→ **Work to be completed**: Exactly reproduce each line of the listing that follows.

→ **Exercise materials**:
* start *

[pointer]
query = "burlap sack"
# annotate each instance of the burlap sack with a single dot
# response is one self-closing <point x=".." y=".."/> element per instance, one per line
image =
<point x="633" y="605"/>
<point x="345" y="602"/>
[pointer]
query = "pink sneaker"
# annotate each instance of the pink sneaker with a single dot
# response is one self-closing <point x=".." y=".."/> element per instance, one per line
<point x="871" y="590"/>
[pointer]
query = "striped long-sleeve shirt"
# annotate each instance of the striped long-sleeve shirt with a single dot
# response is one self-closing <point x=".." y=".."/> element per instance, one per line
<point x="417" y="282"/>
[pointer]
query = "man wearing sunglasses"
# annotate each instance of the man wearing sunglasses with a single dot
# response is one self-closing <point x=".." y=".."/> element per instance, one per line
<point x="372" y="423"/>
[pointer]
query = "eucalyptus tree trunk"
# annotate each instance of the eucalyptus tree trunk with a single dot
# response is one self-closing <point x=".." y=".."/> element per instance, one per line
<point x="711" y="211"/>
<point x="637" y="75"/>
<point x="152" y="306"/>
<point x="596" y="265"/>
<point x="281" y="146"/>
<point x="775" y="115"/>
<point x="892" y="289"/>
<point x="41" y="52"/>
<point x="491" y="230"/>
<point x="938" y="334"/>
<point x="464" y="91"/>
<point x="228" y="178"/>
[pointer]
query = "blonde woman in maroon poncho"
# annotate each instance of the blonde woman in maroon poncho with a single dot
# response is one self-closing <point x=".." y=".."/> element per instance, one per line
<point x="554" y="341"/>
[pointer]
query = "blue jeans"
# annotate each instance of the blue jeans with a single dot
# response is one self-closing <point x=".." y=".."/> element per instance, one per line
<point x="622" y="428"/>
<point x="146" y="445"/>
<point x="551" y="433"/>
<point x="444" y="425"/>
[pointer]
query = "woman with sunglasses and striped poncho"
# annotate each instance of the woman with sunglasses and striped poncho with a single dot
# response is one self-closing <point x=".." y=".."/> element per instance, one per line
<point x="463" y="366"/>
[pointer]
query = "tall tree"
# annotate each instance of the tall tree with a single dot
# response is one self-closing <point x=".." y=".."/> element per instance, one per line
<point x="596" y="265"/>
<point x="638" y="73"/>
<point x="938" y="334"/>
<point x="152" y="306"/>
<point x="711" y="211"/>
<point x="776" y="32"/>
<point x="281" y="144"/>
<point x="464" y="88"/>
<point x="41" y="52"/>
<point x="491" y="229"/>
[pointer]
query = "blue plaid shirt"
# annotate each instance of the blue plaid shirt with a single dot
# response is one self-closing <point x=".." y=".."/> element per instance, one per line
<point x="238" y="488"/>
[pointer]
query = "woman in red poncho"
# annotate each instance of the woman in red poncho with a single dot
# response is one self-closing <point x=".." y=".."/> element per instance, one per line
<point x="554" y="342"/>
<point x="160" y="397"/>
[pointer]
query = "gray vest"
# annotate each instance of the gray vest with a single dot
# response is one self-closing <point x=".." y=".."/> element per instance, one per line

* end *

→ **Completed task**:
[pointer]
query = "burlap sack"
# annotate each instance of the burlap sack with a single dot
# response is one self-closing <point x=".." y=".."/> element per instance, one per line
image =
<point x="633" y="605"/>
<point x="345" y="602"/>
[pointer]
query = "pink sneaker"
# annotate each instance of the pink sneaker with a single dot
# response is one self-closing <point x=".." y=".."/> element per instance, one per line
<point x="871" y="590"/>
[pointer]
query = "striped long-sleeve shirt"
# annotate each instance of the striped long-sleeve shirt with a single dot
# response is one self-closing <point x=".." y=".."/> element per instance, one per line
<point x="417" y="282"/>
[pointer]
query = "man wearing sunglasses"
# annotate each instance of the man wearing sunglasses with a single dot
# response is one self-closing <point x=".." y=".."/> element per instance, one per line
<point x="372" y="423"/>
[pointer]
query = "eucalyptus tree trunk"
# annotate each instance of the eucalyptus tree trunk with a single dot
# response is one self-closing <point x=".." y=".."/> element per instance, one per line
<point x="711" y="211"/>
<point x="637" y="75"/>
<point x="152" y="306"/>
<point x="596" y="265"/>
<point x="281" y="146"/>
<point x="775" y="115"/>
<point x="892" y="289"/>
<point x="41" y="52"/>
<point x="491" y="230"/>
<point x="938" y="334"/>
<point x="464" y="91"/>
<point x="228" y="178"/>
[pointer]
query = "blonde woman in maroon poncho"
# annotate each instance of the blonde woman in maroon poncho with a single dot
# response is one self-closing <point x=".." y=".."/> element per instance, one per line
<point x="554" y="341"/>
[pointer]
query = "blue jeans"
# annotate each instance of the blue jeans with a single dot
# response is one self-closing <point x=".." y=".."/> element per instance, one per line
<point x="622" y="428"/>
<point x="146" y="445"/>
<point x="551" y="433"/>
<point x="444" y="425"/>
[pointer]
query = "woman with sunglasses and striped poncho"
# annotate each instance of the woman with sunglasses and striped poncho with a single dot
# response is one self-closing <point x=".." y=".."/> element per instance, one per line
<point x="463" y="366"/>
[pointer]
query = "tall tree"
# annotate each instance of the tall tree with a single dot
# response is one self-closing <point x=".." y=".."/> element per instance, one per line
<point x="596" y="265"/>
<point x="638" y="73"/>
<point x="938" y="334"/>
<point x="152" y="306"/>
<point x="711" y="211"/>
<point x="776" y="32"/>
<point x="281" y="144"/>
<point x="464" y="88"/>
<point x="41" y="52"/>
<point x="491" y="229"/>
[pointer]
query = "blue plaid shirt"
# annotate each instance of the blue plaid shirt with a single dot
# response is one self-closing <point x=".." y=".."/> element per instance, one per line
<point x="238" y="488"/>
[pointer]
query = "woman in red poncho"
# annotate each instance of the woman in red poncho with a single dot
# response is one self-closing <point x=".." y=".."/> element per instance, one per line
<point x="554" y="342"/>
<point x="160" y="397"/>
[pointer]
query = "gray vest"
# annotate each instance of the gray vest with a single dot
# response is one self-closing <point x=".." y=".."/> element per instance, one per line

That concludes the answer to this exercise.